## DIRECTION
Update the data from the line that contains "Find the black chalkboard" through the line that contains "Return every instance of the black chalkboard" by replacing "chalkboard" with "blackboard" and leaving everything else unchanged. Return only those lines.

## INPUT MATERIAL
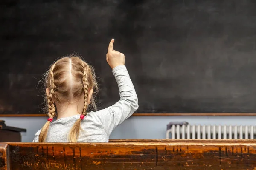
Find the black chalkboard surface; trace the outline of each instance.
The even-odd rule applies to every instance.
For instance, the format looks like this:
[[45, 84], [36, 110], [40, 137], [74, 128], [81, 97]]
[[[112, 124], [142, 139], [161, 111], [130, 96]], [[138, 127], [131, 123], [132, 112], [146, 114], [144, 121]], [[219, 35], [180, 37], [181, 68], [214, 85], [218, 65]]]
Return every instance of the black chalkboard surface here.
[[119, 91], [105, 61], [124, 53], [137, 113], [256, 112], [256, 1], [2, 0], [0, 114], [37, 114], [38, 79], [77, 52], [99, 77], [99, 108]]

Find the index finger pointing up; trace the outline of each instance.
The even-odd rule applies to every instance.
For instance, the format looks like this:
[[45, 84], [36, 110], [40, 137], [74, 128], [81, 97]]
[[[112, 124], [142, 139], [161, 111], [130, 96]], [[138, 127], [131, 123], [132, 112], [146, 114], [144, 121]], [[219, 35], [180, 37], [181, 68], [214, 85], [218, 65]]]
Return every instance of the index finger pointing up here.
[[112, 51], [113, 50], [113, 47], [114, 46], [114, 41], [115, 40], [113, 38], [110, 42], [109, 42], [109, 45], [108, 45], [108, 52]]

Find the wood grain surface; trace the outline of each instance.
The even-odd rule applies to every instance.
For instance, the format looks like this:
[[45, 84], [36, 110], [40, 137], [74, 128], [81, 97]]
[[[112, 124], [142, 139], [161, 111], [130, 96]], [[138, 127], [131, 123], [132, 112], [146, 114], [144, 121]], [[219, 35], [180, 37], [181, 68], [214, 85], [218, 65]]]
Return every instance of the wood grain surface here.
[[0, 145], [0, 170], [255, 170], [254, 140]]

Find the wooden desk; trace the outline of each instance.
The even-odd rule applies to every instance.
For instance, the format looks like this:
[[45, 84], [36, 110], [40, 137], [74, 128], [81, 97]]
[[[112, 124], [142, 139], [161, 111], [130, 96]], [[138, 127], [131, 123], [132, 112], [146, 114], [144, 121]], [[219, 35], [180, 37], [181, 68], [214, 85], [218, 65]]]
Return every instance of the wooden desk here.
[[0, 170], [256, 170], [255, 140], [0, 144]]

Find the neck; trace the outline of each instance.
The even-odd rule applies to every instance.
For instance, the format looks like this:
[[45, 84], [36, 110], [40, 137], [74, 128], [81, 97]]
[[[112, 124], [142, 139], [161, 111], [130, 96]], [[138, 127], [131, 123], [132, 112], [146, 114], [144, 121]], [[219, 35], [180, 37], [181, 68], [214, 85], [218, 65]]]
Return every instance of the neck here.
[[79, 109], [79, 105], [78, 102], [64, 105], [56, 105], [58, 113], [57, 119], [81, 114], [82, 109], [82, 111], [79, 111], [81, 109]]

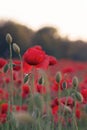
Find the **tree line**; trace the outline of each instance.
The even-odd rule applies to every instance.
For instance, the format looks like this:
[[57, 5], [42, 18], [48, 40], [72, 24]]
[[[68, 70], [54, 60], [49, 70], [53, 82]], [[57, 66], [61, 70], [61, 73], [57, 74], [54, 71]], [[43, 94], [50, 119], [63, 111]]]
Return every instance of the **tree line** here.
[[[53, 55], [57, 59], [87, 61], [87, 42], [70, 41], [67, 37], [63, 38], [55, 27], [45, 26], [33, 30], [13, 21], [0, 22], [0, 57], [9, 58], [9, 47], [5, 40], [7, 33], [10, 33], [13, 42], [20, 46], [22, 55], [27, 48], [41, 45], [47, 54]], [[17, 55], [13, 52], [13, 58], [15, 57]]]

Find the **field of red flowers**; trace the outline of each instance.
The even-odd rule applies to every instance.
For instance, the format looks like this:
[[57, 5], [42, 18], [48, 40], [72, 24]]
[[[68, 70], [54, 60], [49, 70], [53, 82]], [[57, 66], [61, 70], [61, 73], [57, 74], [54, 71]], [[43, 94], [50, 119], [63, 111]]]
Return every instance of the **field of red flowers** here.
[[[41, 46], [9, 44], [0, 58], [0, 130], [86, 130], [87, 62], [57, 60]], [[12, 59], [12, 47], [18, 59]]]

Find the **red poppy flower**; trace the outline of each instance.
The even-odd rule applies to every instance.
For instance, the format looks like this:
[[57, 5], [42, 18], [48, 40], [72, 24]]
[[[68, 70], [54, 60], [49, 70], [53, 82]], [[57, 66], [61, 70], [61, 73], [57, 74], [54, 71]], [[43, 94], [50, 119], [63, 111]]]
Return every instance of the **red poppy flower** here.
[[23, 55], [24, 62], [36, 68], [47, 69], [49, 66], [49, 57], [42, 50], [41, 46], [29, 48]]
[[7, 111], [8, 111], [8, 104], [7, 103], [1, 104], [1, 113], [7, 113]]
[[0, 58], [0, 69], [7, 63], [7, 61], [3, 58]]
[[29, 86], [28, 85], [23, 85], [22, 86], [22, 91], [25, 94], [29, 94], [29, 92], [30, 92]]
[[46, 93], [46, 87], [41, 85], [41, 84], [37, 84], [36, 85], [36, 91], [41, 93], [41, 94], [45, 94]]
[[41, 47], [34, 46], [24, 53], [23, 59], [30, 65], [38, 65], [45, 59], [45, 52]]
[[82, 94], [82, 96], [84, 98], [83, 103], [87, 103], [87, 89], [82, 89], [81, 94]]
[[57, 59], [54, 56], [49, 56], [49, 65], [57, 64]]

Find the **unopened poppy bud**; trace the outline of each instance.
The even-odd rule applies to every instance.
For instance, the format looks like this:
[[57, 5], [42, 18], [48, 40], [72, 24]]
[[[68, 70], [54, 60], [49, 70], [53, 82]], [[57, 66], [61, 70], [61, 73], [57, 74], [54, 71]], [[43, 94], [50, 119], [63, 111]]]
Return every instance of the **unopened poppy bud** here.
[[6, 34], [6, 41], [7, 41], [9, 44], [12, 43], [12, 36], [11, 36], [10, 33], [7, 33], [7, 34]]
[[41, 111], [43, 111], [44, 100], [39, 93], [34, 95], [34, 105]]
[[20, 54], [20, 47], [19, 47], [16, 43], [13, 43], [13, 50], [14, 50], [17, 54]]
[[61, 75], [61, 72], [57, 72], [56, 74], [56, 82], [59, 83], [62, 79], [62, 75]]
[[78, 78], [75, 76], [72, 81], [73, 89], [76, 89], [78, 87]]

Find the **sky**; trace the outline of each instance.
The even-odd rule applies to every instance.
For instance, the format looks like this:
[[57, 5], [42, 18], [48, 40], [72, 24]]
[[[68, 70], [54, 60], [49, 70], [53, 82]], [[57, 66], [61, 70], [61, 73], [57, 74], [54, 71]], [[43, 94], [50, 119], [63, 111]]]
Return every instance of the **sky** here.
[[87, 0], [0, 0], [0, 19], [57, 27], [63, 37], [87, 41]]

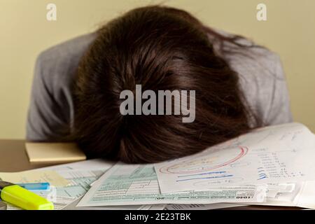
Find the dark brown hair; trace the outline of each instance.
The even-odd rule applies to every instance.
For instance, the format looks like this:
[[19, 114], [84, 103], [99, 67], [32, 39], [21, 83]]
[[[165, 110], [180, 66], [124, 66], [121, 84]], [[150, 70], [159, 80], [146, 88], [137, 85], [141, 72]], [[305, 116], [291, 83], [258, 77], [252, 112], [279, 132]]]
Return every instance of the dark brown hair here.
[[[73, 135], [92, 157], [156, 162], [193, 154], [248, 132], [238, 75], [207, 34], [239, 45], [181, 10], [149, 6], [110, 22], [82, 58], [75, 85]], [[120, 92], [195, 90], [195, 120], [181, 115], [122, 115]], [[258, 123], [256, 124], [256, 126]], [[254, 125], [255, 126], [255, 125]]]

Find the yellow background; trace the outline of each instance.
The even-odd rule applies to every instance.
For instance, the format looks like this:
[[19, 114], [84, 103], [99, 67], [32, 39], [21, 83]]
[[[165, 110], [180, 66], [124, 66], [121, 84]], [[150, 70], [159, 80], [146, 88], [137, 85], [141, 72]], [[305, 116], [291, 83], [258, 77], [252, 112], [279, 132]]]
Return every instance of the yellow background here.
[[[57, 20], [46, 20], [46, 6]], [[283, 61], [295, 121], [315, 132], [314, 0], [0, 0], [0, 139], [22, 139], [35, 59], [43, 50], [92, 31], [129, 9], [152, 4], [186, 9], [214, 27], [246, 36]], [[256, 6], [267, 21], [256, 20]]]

--

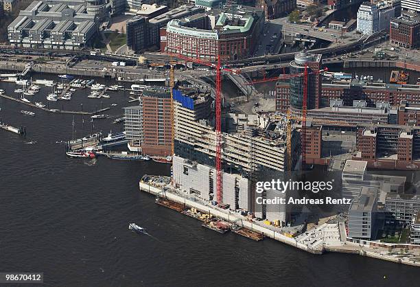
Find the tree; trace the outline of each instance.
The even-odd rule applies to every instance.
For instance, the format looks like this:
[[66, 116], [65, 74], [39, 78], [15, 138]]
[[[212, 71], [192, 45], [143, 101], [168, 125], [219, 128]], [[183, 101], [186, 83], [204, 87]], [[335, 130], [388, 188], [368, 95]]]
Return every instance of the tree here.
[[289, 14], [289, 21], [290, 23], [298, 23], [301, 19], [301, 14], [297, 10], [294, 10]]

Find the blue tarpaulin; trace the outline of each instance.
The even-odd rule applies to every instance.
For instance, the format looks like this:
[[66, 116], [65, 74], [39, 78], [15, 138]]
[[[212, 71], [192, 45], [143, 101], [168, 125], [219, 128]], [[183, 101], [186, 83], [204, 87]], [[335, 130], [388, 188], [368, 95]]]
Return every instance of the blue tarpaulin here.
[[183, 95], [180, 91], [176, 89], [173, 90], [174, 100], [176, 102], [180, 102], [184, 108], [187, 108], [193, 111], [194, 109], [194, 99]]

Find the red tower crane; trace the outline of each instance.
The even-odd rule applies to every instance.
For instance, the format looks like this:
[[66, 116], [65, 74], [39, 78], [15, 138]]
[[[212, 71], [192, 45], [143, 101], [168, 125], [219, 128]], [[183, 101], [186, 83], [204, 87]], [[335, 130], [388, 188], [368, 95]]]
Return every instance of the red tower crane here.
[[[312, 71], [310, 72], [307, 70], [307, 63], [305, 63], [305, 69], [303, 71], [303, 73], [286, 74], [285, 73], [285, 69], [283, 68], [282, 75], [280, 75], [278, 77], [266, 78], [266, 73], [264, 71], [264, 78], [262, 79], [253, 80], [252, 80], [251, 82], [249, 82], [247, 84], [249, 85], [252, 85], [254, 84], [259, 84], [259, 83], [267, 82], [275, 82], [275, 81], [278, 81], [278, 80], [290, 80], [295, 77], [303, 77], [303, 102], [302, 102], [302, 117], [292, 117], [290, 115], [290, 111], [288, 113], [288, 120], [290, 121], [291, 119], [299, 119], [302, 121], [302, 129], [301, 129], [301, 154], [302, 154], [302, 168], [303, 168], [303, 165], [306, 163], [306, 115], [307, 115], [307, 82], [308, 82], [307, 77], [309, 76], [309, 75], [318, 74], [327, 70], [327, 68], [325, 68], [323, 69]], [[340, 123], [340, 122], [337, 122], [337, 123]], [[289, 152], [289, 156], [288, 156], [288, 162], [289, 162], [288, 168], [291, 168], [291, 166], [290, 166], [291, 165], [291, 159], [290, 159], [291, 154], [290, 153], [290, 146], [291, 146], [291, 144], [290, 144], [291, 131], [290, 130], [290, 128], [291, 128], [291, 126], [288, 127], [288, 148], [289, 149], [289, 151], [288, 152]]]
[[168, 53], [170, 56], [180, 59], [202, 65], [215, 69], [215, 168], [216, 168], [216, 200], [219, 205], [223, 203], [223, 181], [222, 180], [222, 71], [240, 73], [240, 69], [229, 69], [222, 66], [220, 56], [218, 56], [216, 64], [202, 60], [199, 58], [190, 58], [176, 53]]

---

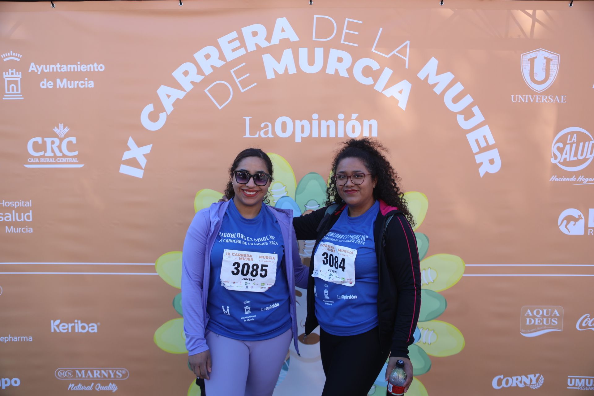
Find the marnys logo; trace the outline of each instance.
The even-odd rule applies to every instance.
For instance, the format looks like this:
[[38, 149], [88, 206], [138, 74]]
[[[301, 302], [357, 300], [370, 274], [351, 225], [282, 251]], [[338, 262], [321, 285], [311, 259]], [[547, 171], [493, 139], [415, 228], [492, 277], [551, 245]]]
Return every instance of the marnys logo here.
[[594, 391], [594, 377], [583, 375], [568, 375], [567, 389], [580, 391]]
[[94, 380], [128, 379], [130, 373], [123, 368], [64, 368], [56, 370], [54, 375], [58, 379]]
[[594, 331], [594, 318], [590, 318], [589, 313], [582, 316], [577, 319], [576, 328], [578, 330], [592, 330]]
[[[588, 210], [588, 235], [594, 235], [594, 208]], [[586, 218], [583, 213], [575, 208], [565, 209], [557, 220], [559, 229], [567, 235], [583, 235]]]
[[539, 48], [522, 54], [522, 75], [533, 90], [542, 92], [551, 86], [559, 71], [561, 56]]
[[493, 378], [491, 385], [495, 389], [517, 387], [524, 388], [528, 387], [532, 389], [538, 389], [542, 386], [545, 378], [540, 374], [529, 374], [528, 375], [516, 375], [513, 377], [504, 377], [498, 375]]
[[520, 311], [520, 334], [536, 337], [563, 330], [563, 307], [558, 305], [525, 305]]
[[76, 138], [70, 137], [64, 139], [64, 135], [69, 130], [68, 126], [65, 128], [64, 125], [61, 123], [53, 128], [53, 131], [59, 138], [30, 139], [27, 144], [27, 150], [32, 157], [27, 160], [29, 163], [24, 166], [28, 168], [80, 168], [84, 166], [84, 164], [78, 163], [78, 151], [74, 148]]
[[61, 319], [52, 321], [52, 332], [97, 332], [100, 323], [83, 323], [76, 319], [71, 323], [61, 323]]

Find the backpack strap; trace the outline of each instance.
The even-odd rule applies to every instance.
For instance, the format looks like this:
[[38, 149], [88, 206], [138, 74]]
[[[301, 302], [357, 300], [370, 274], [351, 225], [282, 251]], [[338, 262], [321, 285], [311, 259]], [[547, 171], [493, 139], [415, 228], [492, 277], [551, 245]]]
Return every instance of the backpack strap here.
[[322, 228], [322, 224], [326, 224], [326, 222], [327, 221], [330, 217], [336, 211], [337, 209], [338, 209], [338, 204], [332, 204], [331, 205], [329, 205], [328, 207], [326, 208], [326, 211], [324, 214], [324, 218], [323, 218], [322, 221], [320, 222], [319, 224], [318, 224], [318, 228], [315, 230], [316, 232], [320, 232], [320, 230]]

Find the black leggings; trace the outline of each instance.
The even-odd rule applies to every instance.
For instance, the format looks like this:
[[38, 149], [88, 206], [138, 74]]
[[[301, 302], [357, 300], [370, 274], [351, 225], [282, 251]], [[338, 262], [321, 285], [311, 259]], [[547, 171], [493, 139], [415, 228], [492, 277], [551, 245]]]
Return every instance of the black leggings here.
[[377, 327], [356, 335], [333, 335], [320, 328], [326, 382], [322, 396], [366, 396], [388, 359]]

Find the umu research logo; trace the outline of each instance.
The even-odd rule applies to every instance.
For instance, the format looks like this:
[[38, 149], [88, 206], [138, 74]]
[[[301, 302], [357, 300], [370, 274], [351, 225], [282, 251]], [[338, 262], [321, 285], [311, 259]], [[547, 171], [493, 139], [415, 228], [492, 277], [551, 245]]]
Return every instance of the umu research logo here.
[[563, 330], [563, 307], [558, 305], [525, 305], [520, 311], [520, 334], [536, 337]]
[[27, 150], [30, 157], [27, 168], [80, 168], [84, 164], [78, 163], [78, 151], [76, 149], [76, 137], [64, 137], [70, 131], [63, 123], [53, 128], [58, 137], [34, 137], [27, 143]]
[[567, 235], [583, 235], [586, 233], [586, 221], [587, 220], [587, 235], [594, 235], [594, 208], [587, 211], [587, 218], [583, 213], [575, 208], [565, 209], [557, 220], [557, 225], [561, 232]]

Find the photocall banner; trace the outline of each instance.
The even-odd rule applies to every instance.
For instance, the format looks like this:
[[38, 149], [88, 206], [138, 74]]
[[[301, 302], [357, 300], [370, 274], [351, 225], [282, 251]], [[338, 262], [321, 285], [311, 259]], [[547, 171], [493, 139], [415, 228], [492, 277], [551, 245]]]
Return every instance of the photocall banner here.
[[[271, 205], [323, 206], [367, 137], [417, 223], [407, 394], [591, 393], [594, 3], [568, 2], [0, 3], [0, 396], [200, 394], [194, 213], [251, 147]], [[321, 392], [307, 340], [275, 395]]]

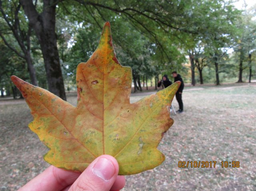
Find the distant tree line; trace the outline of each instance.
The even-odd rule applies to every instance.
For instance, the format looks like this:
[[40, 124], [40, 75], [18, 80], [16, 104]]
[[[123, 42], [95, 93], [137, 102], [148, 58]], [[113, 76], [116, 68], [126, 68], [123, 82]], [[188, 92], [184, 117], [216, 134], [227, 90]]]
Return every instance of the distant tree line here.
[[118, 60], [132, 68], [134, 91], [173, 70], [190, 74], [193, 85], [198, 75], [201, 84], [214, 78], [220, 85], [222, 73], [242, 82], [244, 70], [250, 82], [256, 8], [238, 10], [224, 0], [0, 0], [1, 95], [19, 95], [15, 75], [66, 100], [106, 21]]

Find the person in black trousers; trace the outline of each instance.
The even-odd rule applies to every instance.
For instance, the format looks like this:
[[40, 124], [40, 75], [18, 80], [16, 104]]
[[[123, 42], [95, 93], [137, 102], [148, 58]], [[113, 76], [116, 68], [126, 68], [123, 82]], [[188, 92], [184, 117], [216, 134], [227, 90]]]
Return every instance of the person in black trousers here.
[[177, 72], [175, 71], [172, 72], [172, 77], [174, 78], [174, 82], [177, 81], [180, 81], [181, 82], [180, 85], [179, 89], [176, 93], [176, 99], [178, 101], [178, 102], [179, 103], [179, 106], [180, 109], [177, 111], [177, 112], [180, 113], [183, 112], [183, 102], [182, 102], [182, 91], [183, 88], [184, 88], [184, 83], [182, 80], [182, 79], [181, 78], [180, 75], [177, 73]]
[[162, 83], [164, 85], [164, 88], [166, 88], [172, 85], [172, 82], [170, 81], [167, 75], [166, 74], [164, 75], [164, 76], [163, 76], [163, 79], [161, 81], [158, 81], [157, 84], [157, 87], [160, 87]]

## WRITTEN RESPONSE
Find the black blackboard surface; trace the outline of each instance.
The even-odd rule applies to every instance.
For instance, the format looks like this:
[[45, 84], [36, 110], [40, 137], [74, 128], [81, 97]]
[[[112, 124], [142, 139], [161, 111], [130, 96]], [[138, 127], [131, 123], [132, 112], [146, 114], [144, 121]], [[219, 35], [180, 37], [181, 68], [214, 85], [218, 65]]]
Return every instance of the black blackboard surface here.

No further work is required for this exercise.